Write out exactly the lines below that run from the line containing "For the mapping pass, tag each instance of the overcast" through the last line of the records.

** BEGIN STORED RECORDS **

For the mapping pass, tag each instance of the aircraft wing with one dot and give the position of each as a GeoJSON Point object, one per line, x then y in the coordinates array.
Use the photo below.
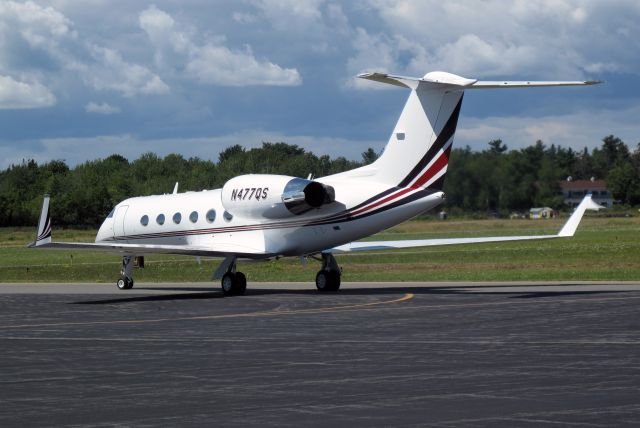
{"type": "Point", "coordinates": [146, 249]}
{"type": "Point", "coordinates": [567, 230]}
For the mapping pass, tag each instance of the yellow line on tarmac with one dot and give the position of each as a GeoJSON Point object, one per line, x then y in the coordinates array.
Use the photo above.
{"type": "Point", "coordinates": [404, 298]}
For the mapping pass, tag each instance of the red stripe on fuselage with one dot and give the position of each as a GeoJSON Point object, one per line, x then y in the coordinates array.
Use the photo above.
{"type": "Point", "coordinates": [440, 163]}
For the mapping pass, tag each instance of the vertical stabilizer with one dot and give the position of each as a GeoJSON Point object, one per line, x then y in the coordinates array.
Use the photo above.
{"type": "Point", "coordinates": [43, 232]}
{"type": "Point", "coordinates": [417, 154]}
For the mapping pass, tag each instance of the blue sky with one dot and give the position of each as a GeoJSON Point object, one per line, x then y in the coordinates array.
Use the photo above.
{"type": "Point", "coordinates": [82, 80]}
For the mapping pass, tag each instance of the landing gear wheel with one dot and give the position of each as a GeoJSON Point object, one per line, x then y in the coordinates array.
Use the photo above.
{"type": "Point", "coordinates": [327, 280]}
{"type": "Point", "coordinates": [228, 283]}
{"type": "Point", "coordinates": [234, 284]}
{"type": "Point", "coordinates": [125, 283]}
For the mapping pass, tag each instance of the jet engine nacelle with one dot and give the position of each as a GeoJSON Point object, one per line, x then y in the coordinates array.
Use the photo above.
{"type": "Point", "coordinates": [274, 196]}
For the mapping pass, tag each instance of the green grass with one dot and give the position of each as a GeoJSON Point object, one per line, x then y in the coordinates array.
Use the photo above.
{"type": "Point", "coordinates": [603, 249]}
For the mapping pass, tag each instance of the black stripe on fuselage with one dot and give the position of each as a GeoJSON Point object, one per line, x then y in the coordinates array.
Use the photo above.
{"type": "Point", "coordinates": [442, 138]}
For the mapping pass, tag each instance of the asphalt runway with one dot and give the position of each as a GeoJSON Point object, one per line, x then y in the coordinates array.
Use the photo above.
{"type": "Point", "coordinates": [410, 354]}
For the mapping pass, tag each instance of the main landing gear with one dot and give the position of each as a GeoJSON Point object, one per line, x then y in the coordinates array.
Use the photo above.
{"type": "Point", "coordinates": [125, 282]}
{"type": "Point", "coordinates": [233, 283]}
{"type": "Point", "coordinates": [328, 278]}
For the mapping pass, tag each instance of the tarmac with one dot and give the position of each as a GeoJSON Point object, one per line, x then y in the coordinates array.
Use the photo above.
{"type": "Point", "coordinates": [373, 354]}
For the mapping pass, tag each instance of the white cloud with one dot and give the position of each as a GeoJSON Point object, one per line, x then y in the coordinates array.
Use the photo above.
{"type": "Point", "coordinates": [552, 38]}
{"type": "Point", "coordinates": [210, 62]}
{"type": "Point", "coordinates": [112, 72]}
{"type": "Point", "coordinates": [220, 66]}
{"type": "Point", "coordinates": [102, 108]}
{"type": "Point", "coordinates": [244, 18]}
{"type": "Point", "coordinates": [39, 26]}
{"type": "Point", "coordinates": [577, 130]}
{"type": "Point", "coordinates": [78, 150]}
{"type": "Point", "coordinates": [21, 95]}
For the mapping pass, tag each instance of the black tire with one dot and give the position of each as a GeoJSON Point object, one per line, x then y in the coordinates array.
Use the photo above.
{"type": "Point", "coordinates": [241, 284]}
{"type": "Point", "coordinates": [228, 283]}
{"type": "Point", "coordinates": [335, 280]}
{"type": "Point", "coordinates": [124, 283]}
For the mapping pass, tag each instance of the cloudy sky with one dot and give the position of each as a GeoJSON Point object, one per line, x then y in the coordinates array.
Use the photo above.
{"type": "Point", "coordinates": [84, 79]}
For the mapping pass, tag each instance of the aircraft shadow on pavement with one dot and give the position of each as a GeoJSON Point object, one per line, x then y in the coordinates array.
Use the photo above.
{"type": "Point", "coordinates": [191, 293]}
{"type": "Point", "coordinates": [152, 298]}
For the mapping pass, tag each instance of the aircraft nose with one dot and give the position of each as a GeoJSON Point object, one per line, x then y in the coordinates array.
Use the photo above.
{"type": "Point", "coordinates": [105, 231]}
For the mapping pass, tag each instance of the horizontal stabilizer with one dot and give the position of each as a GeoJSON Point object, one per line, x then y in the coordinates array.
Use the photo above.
{"type": "Point", "coordinates": [452, 81]}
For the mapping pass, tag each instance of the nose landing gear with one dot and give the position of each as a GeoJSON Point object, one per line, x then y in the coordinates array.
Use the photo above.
{"type": "Point", "coordinates": [328, 278]}
{"type": "Point", "coordinates": [125, 282]}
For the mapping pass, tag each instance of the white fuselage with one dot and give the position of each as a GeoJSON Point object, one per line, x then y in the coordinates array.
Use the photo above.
{"type": "Point", "coordinates": [361, 208]}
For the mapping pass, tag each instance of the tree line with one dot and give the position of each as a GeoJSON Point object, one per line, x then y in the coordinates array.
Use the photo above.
{"type": "Point", "coordinates": [495, 179]}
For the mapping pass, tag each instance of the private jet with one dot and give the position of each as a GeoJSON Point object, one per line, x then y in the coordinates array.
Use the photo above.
{"type": "Point", "coordinates": [266, 216]}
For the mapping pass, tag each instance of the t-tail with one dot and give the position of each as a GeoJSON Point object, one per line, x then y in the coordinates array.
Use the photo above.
{"type": "Point", "coordinates": [417, 154]}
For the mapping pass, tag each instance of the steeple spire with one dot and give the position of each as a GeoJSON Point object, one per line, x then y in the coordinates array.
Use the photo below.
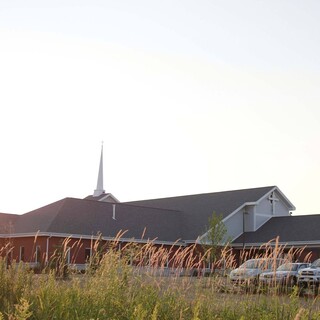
{"type": "Point", "coordinates": [99, 190]}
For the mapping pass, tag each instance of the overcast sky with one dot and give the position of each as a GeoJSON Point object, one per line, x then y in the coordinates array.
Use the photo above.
{"type": "Point", "coordinates": [188, 97]}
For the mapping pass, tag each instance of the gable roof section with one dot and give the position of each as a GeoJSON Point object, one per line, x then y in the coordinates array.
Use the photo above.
{"type": "Point", "coordinates": [198, 208]}
{"type": "Point", "coordinates": [301, 229]}
{"type": "Point", "coordinates": [87, 217]}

** END STORED RECORDS **

FULL RESPONSE —
For the mapping pass, tag each instance of the overcast sky with one dot and give the position of each as a GeoJSON Point object, one per line, x then y in the coordinates array.
Use the photo above.
{"type": "Point", "coordinates": [188, 97]}
For the mapping pass, tag each instance of the gable roof section with one dot and give the position of each as a GeoJSON Point object, one per line, x then y in the coordinates array.
Use the photo above.
{"type": "Point", "coordinates": [198, 208]}
{"type": "Point", "coordinates": [301, 229]}
{"type": "Point", "coordinates": [87, 217]}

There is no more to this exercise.